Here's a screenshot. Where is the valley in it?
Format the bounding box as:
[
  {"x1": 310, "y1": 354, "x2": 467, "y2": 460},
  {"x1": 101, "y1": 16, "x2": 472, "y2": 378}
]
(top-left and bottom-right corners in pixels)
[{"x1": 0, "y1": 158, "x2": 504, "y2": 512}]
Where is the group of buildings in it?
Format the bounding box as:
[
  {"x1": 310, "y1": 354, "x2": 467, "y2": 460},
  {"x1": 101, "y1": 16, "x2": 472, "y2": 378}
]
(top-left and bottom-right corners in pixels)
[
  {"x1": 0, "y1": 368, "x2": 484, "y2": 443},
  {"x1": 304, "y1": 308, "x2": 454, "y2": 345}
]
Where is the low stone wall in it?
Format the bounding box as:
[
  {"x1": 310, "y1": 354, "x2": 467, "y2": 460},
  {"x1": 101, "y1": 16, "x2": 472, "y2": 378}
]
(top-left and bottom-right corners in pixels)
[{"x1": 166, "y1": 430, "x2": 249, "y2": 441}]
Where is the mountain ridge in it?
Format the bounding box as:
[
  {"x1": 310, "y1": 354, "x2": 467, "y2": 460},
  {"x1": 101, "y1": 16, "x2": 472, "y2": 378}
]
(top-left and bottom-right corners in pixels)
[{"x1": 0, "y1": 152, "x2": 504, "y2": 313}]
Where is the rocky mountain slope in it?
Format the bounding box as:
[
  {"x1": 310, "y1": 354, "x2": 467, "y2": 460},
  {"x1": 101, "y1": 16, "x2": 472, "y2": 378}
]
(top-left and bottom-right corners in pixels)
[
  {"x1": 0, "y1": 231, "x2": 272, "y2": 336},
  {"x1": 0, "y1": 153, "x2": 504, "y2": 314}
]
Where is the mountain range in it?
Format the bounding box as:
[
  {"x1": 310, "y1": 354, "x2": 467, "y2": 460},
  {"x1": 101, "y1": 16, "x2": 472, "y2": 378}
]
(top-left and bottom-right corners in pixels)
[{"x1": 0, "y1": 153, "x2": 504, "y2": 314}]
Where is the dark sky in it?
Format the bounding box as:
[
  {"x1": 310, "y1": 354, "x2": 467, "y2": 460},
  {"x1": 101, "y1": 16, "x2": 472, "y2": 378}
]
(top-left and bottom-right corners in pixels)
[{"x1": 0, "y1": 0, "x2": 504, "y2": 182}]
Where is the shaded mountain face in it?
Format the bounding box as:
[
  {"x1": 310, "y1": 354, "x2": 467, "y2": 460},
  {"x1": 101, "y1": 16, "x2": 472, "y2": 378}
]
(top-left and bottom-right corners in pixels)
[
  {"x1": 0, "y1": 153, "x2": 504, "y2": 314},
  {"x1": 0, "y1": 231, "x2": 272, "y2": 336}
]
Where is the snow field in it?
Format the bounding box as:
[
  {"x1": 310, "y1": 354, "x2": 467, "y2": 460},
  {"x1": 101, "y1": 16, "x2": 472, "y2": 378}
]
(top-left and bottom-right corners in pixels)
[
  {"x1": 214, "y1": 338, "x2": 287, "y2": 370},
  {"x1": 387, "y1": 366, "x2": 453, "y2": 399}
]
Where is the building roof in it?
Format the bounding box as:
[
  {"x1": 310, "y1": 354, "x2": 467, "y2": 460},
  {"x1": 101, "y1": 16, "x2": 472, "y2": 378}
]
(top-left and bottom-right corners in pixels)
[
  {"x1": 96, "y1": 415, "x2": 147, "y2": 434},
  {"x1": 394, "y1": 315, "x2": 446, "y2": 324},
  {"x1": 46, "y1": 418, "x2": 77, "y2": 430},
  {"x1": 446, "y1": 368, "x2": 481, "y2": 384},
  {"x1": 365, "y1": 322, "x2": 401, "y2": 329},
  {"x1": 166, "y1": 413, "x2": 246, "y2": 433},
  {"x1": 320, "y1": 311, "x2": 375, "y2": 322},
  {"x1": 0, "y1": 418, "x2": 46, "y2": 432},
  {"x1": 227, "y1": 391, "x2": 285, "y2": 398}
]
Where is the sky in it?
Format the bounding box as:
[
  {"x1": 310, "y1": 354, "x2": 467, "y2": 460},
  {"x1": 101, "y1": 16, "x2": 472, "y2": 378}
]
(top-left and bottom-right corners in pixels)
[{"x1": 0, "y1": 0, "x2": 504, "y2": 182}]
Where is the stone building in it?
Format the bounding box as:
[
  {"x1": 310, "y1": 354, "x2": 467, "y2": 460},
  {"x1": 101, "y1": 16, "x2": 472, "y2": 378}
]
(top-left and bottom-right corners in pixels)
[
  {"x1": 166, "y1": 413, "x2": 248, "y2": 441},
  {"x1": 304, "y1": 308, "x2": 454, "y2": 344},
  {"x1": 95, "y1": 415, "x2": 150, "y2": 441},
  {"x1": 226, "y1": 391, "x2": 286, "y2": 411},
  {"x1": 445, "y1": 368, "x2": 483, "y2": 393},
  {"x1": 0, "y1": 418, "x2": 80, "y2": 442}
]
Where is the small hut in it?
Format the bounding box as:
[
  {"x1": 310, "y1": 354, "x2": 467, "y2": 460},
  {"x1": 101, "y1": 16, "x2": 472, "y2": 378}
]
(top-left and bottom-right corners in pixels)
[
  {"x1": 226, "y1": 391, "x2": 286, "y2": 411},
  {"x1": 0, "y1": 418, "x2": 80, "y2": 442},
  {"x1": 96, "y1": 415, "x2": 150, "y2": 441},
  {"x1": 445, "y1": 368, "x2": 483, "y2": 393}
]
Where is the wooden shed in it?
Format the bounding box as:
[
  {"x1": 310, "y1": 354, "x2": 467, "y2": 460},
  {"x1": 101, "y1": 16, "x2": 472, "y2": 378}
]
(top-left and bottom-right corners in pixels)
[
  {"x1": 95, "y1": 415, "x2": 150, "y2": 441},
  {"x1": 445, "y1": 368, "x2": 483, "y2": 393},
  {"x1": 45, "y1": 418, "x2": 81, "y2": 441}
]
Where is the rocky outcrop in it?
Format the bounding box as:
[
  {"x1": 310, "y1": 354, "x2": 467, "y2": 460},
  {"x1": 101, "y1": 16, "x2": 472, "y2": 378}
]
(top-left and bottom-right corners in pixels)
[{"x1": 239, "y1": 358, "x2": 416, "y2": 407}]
════════
Stated goal :: Find each line in the records above that contains the word "mountain". Copy every such line in full.

Task solution ::
Where is the mountain ridge in it?
Where is the rocky mountain slope in it?
Where is the mountain range in it?
Where is the shaded mountain face in it?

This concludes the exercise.